TEXTE FOURNI:
....................

« Car la vie n’est en réalité que cela, se détendre et bondir, bondir et se détendre. » Lucy Ellmann, Les lionnes
Ma mère était souvent fatiguée
À l’adolescence, la réaction que j’opposais à sa fatigue était de l’agacement, de l’énervement. Je n’arrivais pas à comprendre comment une femme au foyer, disposant de tout son temps libre, pouvait rester allongée sur un canapé toutes les après-midi. Mon père non plus d’ailleurs. Sauf que nous n’étions pas d’accord, ni lui ni moi, sur les raisons de nos agacements mutuels. Lui aurait voulu qu’une femme pimpante l’accueille au retour de la chasse, au moment de déposer une biche morte sur la table ; moi, j’aurais voulu que ma mère fasse quelque chose de sa vie, autre que des tâches subalternes, prétextes faciles, songeais-je alors, pour se lancer tout son saoul et à la moindre occasion dans les jérémiades, ce hobby qu’est pour ce genre de femme , le lamento, la lamentation perpétuelle.
Elle s’était réfugiée dans la fatigue.
Elle était une bonne peintre, mais elle n’inventait rien ; des modèles lui étaient nécessaires, voire indispensables. Elle recopiait fidèlement des reproductions trouvées dans des magasines, un faible appuyé pour les petits maîtres flamands. Puis, je crois qu’elle s’était rendue compte d’une lacune rédhibitoire : l’impossibilité d’inventer des œuvres personnelles, un blocage qui l’empêchait de se lancer dans l’inconnu, dans l’étrangeté. Je ne sais pas si cela lui faisait peur ou si, au bout du compte, ce ne fut pas cet effroi qu’elle laissa s’installer en elle peu à peu, et qui n’était rien d’autre qu’une passerelle menant vers la fatigue.

....................

RELEVÉ DES ENTRÉES:
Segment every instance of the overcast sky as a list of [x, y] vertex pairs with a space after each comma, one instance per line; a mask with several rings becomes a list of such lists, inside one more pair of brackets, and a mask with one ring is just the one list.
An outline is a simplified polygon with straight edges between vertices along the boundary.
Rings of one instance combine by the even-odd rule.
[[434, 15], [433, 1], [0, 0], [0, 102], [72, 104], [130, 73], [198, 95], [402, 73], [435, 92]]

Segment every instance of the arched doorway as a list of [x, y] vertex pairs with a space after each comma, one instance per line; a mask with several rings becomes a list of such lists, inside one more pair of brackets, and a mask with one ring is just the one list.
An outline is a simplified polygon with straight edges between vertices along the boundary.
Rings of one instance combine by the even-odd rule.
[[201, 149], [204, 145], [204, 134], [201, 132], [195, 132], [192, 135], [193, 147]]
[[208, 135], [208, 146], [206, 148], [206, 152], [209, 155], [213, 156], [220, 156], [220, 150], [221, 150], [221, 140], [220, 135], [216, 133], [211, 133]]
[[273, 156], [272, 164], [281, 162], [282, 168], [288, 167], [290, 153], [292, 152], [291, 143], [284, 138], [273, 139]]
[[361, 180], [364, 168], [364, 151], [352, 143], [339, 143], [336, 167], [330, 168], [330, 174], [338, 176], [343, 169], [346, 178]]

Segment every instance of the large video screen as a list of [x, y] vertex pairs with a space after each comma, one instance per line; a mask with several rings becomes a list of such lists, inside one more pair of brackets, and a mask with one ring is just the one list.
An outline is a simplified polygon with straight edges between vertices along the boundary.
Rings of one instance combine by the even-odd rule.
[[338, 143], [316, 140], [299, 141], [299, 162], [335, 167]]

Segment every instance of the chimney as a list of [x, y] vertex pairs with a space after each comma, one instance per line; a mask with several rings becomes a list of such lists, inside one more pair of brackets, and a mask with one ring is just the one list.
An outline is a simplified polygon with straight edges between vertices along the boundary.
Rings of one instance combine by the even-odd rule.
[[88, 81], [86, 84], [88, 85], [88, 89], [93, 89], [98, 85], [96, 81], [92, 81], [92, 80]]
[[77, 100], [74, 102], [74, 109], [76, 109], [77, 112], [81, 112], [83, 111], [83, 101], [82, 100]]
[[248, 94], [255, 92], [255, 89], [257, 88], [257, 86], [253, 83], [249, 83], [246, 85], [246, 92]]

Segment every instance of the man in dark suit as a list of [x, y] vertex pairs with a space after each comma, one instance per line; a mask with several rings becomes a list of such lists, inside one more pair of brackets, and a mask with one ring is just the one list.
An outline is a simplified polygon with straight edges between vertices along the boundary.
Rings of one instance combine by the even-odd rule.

....................

TRAVAIL DEMANDÉ:
- 1) Relevez tous les mots ou groupes de mots par lesquels le texte sur la fatigue de la mère désigne les plaintes de celle-ci.
- 2) Réécrivez le passage du texte sur la fatigue de la mère qui va de « Elle s’était réfugiée » jusqu'à « vers la fatigue. », en substituant « aquarelliste » à « peintre ».
- 3) Prolongez le texte sur la fatigue de la mère à la suite de sa dernière phrase.

RÉPONSES AUX CONSIGNES:
- 1) « jérémiades », « lamento », « lamentation perpétuelle »

- 2)
Elle s’était réfugiée dans la fatigue.
Elle était une bonne aquarelliste, mais elle n’inventait rien ; des modèles lui étaient nécessaires, voire indispensables. Elle recopiait fidèlement des reproductions trouvées dans des magasines, un faible appuyé pour les petits maîtres flamands. Puis, je crois qu’elle s’était rendue compte d’une lacune rédhibitoire : l’impossibilité d’inventer des œuvres personnelles, un blocage qui l’empêchait de se lancer dans l’inconnu, dans l’étrangeté. Je ne sais pas si cela lui faisait peur ou si, au bout du compte, ce ne fut pas cet effroi qu’elle laissa s’installer en elle peu à peu, et qui n’était rien d’autre qu’une passerelle menant vers la fatigue.

- 3)
Tu ne peux faire que des hypothèses, aussi intelligentes qu’elles puissent paraître lorsque tu les formules. Pour toi, l’intelligence est une sorte de réflexe pour combattre tes peurs, probablement les mêmes d’une certaine façon. Car déjà il t’apparaît évident qu’un terrain propice à la fatigue est un héritage. Et bien sûr, il n’y a pas de notaire pour lister les différents biens constituant ce patrimoine que tu reçois comme un legs, taxes comprises. Et dans les taxes justement, l’obligation d’émettre toute sorte d’hypothèses sur ce que contient vraiment cet héritage. Cependant, l’intelligence, bien qu’étant la manière « normale » ou normative d’aborder ce genre de réalité, ne la résout pas. Non, l’intelligence ne réduit en poudre qu’elle-même et ce presque systématiquement. Il te faudrait une autre approche, et c’est à cet endroit que le cœur encore te manque. Il faudrait mettre du cœur à l’ouvrage, comme on le disait si facilement à l’époque, comme pour te révéler un secret. Mais tu n’en tiens pas compte, en ce temps-là, celui de ton adolescence, tu crois avoir inventé l’eau chaude, le fil à couper le beurre, et bien sûr l’intelligence, rien que ça.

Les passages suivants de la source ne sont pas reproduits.